Return each line of the data that contains the string "high".

(Stored items)
--- START ---
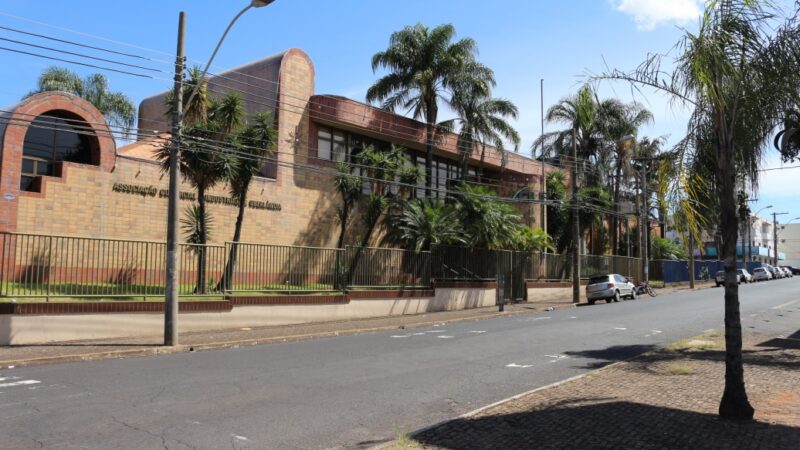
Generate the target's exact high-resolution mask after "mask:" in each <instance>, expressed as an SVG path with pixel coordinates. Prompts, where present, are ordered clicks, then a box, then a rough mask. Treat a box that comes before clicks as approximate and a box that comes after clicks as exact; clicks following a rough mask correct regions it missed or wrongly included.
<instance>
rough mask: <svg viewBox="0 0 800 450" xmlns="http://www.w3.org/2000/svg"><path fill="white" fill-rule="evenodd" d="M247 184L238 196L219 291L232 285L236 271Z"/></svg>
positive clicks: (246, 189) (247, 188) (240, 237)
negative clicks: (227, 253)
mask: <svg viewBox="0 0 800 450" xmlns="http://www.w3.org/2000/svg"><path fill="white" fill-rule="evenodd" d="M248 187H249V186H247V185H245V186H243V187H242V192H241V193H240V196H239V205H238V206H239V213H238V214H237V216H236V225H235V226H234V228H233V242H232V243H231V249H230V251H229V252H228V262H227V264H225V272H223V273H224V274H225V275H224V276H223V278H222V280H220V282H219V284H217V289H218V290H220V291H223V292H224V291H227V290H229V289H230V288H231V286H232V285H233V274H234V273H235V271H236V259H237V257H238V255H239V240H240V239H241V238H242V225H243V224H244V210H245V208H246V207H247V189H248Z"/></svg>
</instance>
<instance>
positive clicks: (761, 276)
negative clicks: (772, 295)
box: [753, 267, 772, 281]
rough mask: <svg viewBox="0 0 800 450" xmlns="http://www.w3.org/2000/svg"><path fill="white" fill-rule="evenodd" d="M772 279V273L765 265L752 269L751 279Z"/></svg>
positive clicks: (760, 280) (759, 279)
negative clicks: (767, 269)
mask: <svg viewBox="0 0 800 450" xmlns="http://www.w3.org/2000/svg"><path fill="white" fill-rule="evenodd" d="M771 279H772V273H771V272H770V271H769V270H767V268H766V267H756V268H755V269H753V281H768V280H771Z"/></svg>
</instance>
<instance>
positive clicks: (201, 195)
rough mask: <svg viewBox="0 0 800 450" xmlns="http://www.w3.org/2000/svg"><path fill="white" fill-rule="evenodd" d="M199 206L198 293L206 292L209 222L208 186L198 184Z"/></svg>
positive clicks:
--- END ---
--- START ---
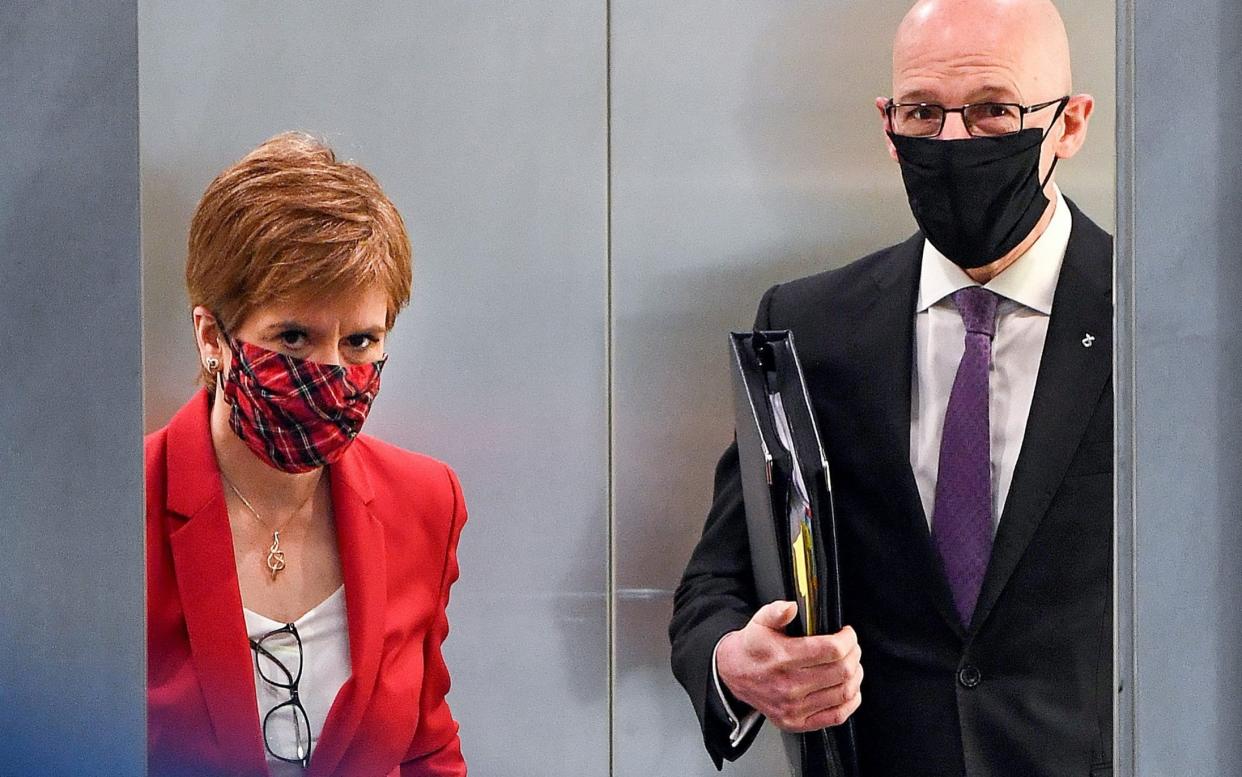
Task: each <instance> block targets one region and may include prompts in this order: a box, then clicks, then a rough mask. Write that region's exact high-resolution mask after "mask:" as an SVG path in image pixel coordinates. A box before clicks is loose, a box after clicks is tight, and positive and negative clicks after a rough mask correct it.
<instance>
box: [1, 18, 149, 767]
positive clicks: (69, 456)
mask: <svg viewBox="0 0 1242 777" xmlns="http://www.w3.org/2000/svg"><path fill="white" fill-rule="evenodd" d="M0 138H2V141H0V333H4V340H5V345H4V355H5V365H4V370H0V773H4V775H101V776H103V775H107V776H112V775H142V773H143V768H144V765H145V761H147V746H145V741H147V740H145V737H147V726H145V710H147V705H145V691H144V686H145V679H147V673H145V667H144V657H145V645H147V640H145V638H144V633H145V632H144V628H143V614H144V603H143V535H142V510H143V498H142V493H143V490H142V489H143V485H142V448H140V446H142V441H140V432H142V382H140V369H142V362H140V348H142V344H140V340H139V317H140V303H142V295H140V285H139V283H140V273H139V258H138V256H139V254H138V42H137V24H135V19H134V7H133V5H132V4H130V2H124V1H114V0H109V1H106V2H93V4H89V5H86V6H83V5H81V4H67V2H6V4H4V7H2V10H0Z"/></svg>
--- END ---
--- START ---
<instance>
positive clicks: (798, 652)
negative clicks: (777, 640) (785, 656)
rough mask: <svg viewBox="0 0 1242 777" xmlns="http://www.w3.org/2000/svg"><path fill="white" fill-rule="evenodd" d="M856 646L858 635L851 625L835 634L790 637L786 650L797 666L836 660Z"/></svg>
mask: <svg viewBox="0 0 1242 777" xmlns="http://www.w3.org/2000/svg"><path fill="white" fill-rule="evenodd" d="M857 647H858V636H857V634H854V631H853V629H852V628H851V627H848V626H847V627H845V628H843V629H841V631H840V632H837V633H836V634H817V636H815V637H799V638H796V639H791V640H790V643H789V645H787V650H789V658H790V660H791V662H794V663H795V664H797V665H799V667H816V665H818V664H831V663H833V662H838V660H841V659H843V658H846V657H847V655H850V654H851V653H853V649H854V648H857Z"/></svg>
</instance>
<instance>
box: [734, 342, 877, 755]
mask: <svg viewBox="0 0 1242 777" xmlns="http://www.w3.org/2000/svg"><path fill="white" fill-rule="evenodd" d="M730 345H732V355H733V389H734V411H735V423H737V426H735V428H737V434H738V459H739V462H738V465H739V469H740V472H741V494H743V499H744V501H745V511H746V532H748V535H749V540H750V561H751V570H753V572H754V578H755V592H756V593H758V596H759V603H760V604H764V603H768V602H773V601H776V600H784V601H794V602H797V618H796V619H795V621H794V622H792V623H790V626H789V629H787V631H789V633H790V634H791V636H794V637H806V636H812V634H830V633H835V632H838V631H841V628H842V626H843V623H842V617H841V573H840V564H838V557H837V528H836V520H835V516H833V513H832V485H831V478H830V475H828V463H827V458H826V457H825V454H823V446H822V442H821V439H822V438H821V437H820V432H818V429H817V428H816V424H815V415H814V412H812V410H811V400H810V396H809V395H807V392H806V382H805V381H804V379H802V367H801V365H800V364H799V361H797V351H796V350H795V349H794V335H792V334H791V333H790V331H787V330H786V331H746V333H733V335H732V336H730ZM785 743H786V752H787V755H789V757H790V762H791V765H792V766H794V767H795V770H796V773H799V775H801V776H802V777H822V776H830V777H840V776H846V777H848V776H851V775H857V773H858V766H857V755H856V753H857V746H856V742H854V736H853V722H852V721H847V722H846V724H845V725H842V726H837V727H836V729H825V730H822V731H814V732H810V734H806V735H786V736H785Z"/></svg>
--- END ---
* [Answer section]
Generate the target's exact high-resolution mask after "mask:" in each <instance>, expressed as an SVG path with pixel coordinates. Prompts, where present, are ordered clicks, then a box, then a rough mask. Treat a box that comes before clicks as approximate and a box that comes after clicks as exact; clicks following a rough mask correct regions it missed or wrongly included.
Task: each <instance> block targets one region and may include prompts in this order: a box, then clicks, then a rough mask. Write that region's exact high-resolution mask after "mask:" as an SVG path in image pixel coordinates. A box before clicks is loose, a box after clicks is tight, and positive and negative clicks after a rough mask correct it.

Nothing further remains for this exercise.